> _EXTRAIT DU TEXTE_:

--------------------

8 Mars 2024
Une petite fille regarde son monde s’écrouler dans le fracas des pelleteuses. Chronique forte et onirique de l’effacement d’un paysage de vie.
Un décor de cuisine comme on le trouverait dans des milliers de foyers modestes. Le règne du formica. Éclairé et posé là. Mais ce n’est pas le lieu que choisissent les trois jeunes femmes qui s’installent en bord de scène, face au public, pour nous livrer un récit d’abord chuchoté dans le creux de l’oreille, qui prend la forme d’un sentier aventureux qui se dévoile peu à peu dans la pénombre d’un jour finissant. Il est question de pièce unique dans laquelle vivent un père et sa fille, d’ultime refuge, de mère qui a disparu et qui ne revient pas et de père qui esquive, entre deux bouffées de cigarette, les questions que la petite lui pose. Quelque chose est arrivé sans qu’il soit encore possible de savoir quoi.
Une version chorale au rythme aussi singulier qu’entêtant
C’est un même texte qu’elles portent toutes trois, une longue litanie d’où le « je » est absent, composé dans une alternance de narration ponctuée de « tu dis » et de « il répond » qui nous placent d’emblée à la fois dans la tête de la fillette et hors d’elle. Le récit, c’est le sien, ce sont les bribes de réalité qu’elle saisit et interprète dans le désordre, en éclats de voix de ses parents qui se querellent pour un motif qu’elle ne saisit pas, ou en visite d’une employée envoyée par les instances administratives pour convaincre son père de quitter le lieu qu’il occupe. Ces perceptions parcellaires, elle les recompose et les analyse depuis son regard d’enfant. Mais dans le même temps, tout se passe comme si quelqu’un d’autre avait pris la parole à sa place pour dire ce qu’elle ressent. Et elles sont trois à lui prêter voix. Elle se succèdent et alternent, se donnant la réplique sur un même texte qui se poursuit de l’une à l’autre et qu’elles entonnent parfois en chœur avec un parallélisme gestuel d’une perfection troublante, mêlant narration, dialogue et chant dans un monde virtuel où l’on verse un café imaginaire dans des tasses et où l’on contemple le spectacle de la rue d’une fenêtre absente tandis que le son joue à jouer le chantier, avec ses pelleteuses et ses marteaux piqueurs, renforçant le caractère onirique de cette exploration imaginaire qui parle de la réalité.

--------------------

> _DONNÉES BRUTES_:
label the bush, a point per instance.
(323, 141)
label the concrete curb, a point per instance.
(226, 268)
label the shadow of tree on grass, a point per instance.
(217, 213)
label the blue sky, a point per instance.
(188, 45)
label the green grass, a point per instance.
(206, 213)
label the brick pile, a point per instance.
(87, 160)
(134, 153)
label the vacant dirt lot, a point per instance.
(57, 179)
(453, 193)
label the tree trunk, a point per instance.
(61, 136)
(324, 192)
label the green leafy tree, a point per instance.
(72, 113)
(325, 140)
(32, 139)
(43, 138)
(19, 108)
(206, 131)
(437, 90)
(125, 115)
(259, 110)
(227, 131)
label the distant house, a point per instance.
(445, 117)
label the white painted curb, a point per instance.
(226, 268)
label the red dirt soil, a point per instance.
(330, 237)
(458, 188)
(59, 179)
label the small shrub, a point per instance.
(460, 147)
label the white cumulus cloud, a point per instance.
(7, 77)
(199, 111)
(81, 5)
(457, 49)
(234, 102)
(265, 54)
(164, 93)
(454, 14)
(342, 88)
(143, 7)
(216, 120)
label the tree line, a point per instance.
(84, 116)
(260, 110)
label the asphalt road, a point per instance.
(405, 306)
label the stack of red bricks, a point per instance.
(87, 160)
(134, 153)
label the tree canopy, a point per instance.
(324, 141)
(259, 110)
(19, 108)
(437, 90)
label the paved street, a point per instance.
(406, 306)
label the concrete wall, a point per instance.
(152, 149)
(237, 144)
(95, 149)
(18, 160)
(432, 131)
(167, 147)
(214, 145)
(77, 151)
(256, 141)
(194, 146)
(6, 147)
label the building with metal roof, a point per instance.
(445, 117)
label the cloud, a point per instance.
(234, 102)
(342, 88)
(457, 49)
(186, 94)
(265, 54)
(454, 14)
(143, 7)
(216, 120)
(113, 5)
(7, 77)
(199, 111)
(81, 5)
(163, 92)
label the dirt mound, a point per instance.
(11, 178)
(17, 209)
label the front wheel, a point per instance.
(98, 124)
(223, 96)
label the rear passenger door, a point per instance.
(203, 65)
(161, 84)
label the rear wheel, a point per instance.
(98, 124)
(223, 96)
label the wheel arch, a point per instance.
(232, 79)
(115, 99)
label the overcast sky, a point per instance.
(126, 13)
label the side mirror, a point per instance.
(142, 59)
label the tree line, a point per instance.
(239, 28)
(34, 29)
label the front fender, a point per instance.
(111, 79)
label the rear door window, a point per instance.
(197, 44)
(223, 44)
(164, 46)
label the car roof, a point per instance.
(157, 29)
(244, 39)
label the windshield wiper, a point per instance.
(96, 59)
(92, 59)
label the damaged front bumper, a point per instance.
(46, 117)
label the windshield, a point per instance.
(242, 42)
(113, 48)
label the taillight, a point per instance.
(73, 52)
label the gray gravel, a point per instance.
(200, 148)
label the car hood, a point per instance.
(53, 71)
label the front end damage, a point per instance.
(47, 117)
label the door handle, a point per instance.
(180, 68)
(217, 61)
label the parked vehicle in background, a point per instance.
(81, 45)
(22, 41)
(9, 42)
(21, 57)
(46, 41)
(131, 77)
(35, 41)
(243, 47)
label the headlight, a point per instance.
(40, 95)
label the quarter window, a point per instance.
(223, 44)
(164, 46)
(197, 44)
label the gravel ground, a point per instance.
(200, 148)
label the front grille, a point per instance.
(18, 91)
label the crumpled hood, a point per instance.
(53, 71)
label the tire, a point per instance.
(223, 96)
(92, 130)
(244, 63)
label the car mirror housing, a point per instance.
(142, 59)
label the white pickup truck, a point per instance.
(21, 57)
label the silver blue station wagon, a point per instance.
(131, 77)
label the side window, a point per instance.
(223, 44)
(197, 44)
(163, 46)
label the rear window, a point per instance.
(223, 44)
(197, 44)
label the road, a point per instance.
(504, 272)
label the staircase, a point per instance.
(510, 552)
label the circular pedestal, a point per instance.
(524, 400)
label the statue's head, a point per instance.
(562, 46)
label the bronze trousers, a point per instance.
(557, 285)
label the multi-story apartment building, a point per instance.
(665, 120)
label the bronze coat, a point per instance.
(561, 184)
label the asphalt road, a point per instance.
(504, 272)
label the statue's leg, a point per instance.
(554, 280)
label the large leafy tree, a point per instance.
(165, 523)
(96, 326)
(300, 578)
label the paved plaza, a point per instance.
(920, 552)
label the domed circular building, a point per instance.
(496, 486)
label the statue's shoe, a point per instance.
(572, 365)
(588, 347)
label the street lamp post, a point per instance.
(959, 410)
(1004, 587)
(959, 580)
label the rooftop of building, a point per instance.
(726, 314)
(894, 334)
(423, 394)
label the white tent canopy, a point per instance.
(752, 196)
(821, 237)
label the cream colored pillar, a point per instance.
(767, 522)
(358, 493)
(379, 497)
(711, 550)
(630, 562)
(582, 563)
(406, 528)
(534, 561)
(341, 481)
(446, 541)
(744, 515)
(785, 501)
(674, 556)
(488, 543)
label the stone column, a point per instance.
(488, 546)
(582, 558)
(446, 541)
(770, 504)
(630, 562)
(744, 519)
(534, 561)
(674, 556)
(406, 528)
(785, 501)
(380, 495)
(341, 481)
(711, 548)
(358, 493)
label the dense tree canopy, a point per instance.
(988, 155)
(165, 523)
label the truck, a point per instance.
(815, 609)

--------------------

> _OBJECTIF_:
Recopiez à l'identique le passage de la critique qui va de « 8 Mars 2024 » à « de savoir quoi. ».

> _RÉPONSE_:
8 Mars 2024
Une petite fille regarde son monde s’écrouler dans le fracas des pelleteuses. Chronique forte et onirique de l’effacement d’un paysage de vie.
Un décor de cuisine comme on le trouverait dans des milliers de foyers modestes. Le règne du formica. Éclairé et posé là. Mais ce n’est pas le lieu que choisissent les trois jeunes femmes qui s’installent en bord de scène, face au public, pour nous livrer un récit d’abord chuchoté dans le creux de l’oreille, qui prend la forme d’un sentier aventureux qui se dévoile peu à peu dans la pénombre d’un jour finissant. Il est question de pièce unique dans laquelle vivent un père et sa fille, d’ultime refuge, de mère qui a disparu et qui ne revient pas et de père qui esquive, entre deux bouffées de cigarette, les questions que la petite lui pose. Quelque chose est arrivé sans qu’il soit encore possible de savoir quoi.